___ STUDY MATERIAL
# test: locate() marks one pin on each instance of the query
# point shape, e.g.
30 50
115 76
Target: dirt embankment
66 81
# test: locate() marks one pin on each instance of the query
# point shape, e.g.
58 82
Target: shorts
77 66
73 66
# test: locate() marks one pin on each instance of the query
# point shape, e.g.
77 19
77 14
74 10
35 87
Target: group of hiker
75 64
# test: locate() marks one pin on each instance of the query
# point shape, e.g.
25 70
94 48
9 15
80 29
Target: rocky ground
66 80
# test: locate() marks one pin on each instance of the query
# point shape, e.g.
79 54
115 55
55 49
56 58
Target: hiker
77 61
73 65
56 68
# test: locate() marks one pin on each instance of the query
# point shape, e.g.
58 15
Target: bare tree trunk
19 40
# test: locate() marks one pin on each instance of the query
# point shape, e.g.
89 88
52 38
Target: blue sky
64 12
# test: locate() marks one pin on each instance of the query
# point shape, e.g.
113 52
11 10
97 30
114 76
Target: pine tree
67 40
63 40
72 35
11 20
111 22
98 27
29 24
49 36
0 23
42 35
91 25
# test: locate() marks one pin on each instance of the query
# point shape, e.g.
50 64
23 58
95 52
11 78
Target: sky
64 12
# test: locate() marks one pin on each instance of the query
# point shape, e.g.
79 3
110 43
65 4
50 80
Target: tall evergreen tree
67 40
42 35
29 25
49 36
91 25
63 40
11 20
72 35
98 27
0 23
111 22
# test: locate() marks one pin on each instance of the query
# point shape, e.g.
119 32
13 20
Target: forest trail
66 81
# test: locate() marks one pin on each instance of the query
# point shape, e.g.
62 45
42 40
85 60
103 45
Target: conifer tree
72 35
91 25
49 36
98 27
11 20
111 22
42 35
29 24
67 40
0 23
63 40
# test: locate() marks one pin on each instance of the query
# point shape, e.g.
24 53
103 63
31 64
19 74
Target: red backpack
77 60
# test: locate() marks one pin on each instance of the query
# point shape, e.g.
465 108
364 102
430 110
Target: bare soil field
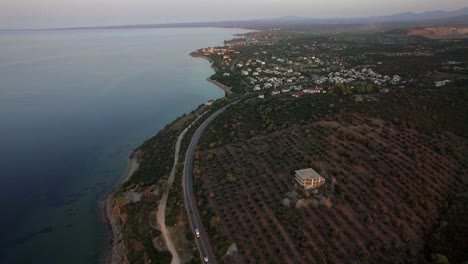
385 188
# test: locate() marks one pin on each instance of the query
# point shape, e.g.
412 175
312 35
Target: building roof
308 173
______
◆ YOUR TASK:
Everything in the material must be duplicated exactly, except the pictures.

◆ RESULT OF THE TASK:
# test: locate() marks one pin on each instance of the query
# point shape, e.g.
30 50
115 76
Target: dirt embankment
66 81
# test: locate() marks one pin on each instance of the query
# point shape, e.g.
58 82
Target: shorts
77 66
73 66
# test: locate() marks one pin on each instance of the query
# point shape, e.g.
77 19
77 14
74 10
35 87
Target: group of hiker
75 64
# test: locate() marks one pin on each instance of the query
# point shape, e.g.
25 70
94 48
9 15
80 29
Target: rocky ground
66 80
# test: locate() marks one pin on each instance of the query
# point shape, e.g.
79 54
115 55
55 49
56 58
Target: hiker
77 61
73 65
56 68
# test: locate() marks one pin on each instance of the query
# point shape, e.g.
58 15
Target: bare tree trunk
19 40
# test: locate() marks one pin on each instance of the query
# point shape, e.g.
89 88
52 38
Target: blue sky
64 12
# test: locate() marks one pin on each instance of the query
# point shape, e.g.
113 52
11 10
97 30
114 76
Target: pine tree
67 40
63 40
72 35
11 20
111 22
98 27
29 24
49 36
0 23
42 35
91 25
# test: locate() marks one pin on each instance of the query
# point shape, e.g.
50 64
23 58
95 52
11 78
Target: sky
64 12
# test: locate() marks one pin on each instance of the query
# point shape, e.g.
79 3
110 43
65 4
50 80
Target: tall evergreen tree
67 40
42 35
29 25
49 36
91 25
63 40
11 20
72 35
98 27
0 23
111 22
# test: locate() marks one pin on each instance of the query
# point shape, e.g.
119 32
13 20
Target: forest trail
66 81
# test: locate() marks one pin on each instance of the query
# point shape, e.g.
62 45
42 40
85 60
103 45
Target: conifer tree
72 35
91 25
49 36
98 27
11 20
111 22
42 35
29 24
67 40
0 23
63 40
# test: locate() marks one pin on each instance of the query
# point shape, e.g.
24 53
103 63
31 64
19 74
Target: red backpack
77 60
# test: locate() marks one pin on each instance of the query
# point shape, e.g.
465 108
364 102
430 110
Target: bare soil field
385 188
# test: locate() marks one pin on each instance of the query
# point shape, e.g.
412 175
312 35
Target: building roof
308 173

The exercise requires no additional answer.